-- DATASET EXCERPTS follows --
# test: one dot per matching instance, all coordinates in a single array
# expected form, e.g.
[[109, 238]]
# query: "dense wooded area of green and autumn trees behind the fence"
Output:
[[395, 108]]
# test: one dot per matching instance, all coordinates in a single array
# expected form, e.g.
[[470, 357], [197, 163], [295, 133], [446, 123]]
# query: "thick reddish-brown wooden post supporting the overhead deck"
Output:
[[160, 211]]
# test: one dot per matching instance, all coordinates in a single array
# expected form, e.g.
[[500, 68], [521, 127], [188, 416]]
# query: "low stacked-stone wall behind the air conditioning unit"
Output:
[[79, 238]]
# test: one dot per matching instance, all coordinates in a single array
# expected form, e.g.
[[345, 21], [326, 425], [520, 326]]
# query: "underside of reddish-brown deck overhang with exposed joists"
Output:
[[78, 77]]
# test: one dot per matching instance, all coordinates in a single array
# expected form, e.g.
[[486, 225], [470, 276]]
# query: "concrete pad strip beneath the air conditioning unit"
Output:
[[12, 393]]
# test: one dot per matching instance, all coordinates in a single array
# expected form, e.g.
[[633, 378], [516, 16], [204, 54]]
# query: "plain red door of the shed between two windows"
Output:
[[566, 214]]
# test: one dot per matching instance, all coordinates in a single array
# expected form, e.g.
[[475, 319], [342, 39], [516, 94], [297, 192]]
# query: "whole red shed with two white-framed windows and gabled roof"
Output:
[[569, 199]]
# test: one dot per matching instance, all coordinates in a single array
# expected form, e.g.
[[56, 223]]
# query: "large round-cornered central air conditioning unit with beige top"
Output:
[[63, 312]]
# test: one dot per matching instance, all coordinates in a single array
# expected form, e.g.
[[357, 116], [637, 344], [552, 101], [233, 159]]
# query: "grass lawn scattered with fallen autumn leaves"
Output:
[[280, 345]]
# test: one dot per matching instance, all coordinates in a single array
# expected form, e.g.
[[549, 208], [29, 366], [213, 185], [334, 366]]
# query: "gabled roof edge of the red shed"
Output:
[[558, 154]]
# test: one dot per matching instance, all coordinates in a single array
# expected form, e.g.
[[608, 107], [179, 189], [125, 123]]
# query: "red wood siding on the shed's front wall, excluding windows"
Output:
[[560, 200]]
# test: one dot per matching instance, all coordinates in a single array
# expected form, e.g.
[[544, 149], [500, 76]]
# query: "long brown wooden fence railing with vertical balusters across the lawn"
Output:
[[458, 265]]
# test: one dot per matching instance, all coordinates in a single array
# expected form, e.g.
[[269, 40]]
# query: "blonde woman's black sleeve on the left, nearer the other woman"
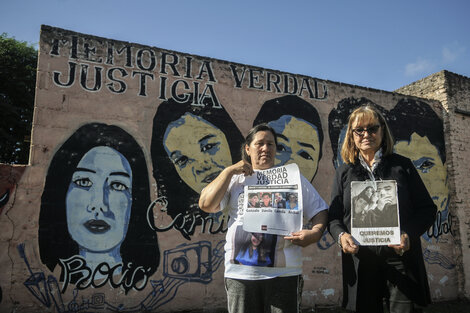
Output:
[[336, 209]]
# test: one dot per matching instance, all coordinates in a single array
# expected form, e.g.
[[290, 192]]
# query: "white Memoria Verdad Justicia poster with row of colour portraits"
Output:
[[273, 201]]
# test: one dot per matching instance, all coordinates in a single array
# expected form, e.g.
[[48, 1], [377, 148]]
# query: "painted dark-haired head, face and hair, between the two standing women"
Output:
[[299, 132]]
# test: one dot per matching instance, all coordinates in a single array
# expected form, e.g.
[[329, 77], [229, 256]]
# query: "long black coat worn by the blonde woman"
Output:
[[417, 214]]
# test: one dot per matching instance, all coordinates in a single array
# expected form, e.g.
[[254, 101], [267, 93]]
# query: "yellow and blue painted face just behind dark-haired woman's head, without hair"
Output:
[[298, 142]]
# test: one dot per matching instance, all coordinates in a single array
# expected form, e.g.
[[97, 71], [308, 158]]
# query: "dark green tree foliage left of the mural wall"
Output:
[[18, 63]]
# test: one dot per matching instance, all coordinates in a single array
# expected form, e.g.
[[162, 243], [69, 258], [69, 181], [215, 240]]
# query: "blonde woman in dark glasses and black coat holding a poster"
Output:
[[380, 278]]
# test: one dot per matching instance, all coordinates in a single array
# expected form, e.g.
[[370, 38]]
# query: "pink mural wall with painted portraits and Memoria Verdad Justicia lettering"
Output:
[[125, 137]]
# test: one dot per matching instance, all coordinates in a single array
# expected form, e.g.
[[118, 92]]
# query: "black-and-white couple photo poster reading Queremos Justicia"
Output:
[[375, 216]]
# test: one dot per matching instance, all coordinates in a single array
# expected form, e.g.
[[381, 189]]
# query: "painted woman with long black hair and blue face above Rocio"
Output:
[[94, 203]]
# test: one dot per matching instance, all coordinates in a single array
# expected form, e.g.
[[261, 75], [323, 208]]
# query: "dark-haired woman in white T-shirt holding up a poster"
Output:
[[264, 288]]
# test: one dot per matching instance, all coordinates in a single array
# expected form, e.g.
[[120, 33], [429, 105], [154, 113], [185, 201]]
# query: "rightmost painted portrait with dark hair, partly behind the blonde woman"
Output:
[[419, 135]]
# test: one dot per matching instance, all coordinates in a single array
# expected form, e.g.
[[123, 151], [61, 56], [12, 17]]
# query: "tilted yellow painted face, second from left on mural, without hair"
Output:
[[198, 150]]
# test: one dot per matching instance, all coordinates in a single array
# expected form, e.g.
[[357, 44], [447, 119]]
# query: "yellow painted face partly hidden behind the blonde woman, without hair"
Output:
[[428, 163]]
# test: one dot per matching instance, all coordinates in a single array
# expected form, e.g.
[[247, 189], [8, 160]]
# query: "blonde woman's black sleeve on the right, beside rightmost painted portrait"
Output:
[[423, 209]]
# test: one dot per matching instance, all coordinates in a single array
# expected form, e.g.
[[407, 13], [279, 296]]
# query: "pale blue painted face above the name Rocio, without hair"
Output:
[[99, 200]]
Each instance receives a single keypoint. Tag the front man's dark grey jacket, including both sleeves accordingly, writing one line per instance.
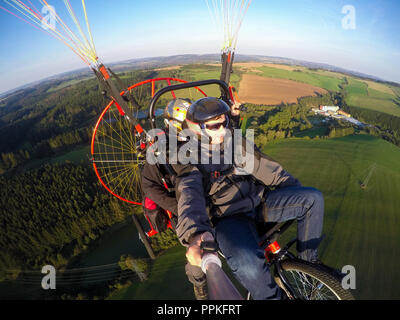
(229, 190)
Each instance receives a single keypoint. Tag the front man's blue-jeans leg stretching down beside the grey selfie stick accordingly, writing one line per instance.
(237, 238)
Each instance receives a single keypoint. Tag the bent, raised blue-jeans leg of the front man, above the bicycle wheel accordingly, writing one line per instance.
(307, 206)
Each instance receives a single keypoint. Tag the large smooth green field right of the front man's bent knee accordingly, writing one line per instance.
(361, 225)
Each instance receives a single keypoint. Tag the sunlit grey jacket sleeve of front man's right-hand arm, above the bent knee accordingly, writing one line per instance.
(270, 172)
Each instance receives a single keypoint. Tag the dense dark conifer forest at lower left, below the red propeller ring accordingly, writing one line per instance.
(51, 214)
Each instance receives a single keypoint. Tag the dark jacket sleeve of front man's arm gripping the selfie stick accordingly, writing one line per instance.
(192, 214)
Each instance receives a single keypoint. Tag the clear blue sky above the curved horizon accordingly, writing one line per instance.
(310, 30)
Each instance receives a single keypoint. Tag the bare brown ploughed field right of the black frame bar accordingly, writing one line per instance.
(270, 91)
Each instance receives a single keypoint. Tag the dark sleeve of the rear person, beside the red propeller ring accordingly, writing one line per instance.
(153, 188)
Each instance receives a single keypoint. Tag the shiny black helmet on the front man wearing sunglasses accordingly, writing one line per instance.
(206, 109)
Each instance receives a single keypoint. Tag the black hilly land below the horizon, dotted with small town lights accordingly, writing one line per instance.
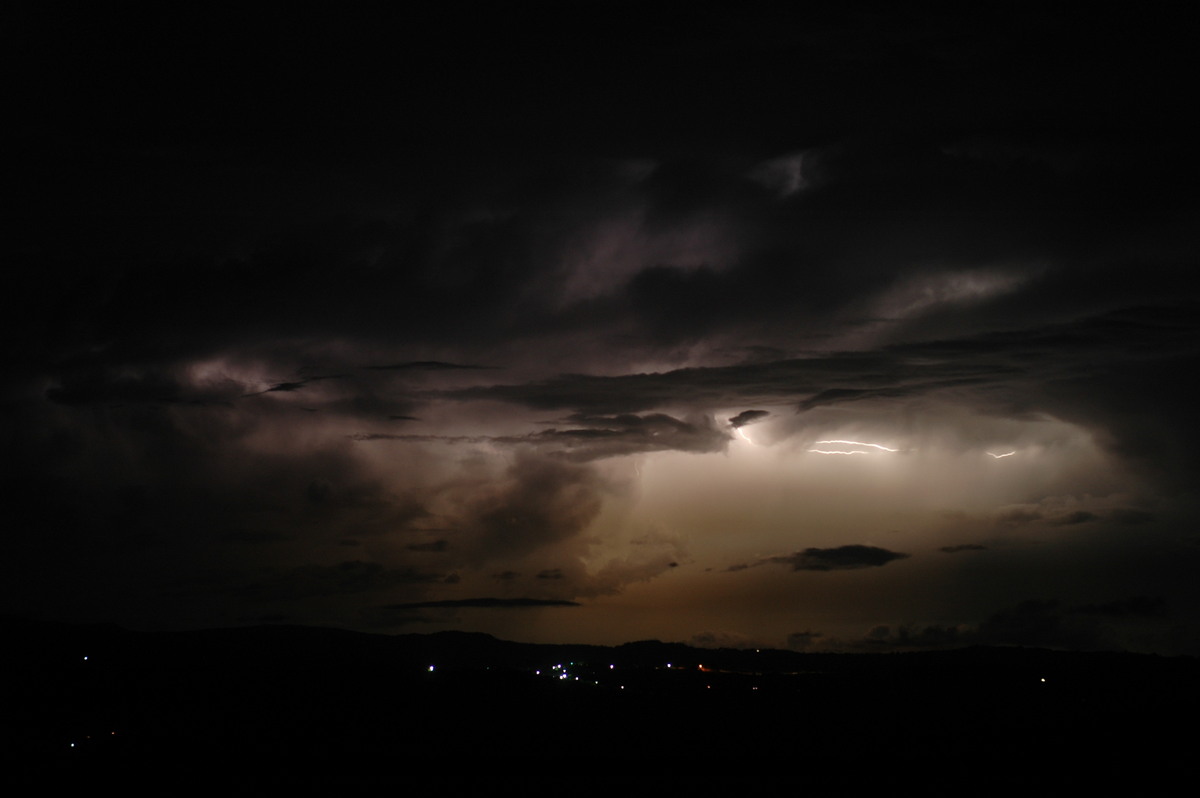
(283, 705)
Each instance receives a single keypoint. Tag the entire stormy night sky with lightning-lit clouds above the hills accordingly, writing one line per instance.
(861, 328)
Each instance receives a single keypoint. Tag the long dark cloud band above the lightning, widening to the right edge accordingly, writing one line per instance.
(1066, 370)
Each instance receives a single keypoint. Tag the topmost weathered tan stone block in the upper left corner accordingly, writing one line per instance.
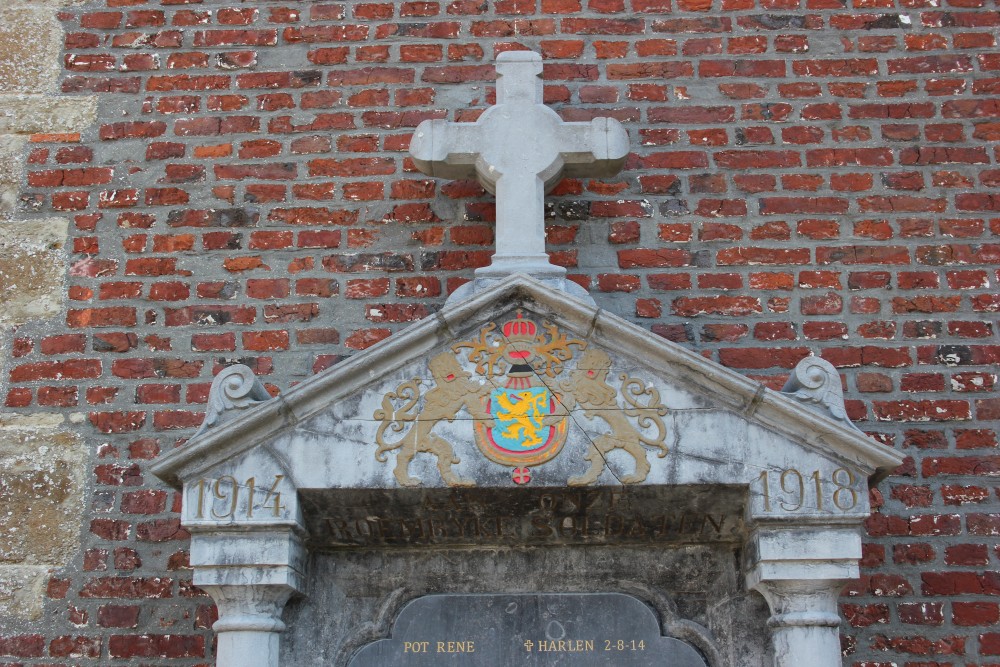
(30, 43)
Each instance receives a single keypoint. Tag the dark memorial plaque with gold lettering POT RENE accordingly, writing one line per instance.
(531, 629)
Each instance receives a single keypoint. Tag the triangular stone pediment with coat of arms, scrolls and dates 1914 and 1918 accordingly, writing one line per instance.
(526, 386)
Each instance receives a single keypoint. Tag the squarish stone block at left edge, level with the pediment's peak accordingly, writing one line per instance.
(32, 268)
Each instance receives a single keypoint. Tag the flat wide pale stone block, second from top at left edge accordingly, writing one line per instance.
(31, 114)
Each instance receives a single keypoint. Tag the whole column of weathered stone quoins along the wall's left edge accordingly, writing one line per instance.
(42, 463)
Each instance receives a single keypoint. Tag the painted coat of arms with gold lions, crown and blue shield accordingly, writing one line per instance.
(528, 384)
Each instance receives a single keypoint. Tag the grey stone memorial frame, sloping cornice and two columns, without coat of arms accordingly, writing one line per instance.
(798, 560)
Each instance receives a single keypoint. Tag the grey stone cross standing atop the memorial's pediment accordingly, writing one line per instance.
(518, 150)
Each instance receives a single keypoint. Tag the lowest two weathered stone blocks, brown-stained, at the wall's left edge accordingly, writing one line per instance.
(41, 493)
-- DATASET EXCERPTS concluded --
* _TASK STATEMENT_
Retype the entries above exactly, but only from the line containing "[[357, 44], [447, 119]]" through the line containing "[[247, 189], [8, 160]]", both included.

* _WORKED SOLUTION_
[[357, 44], [447, 119]]
# query: "yellow painted face partly hidden behind the blonde woman, without hair"
Output:
[[428, 163]]
# test: one dot per matching instance, all coordinates in a single array
# expected form, e.g.
[[247, 189], [8, 160]]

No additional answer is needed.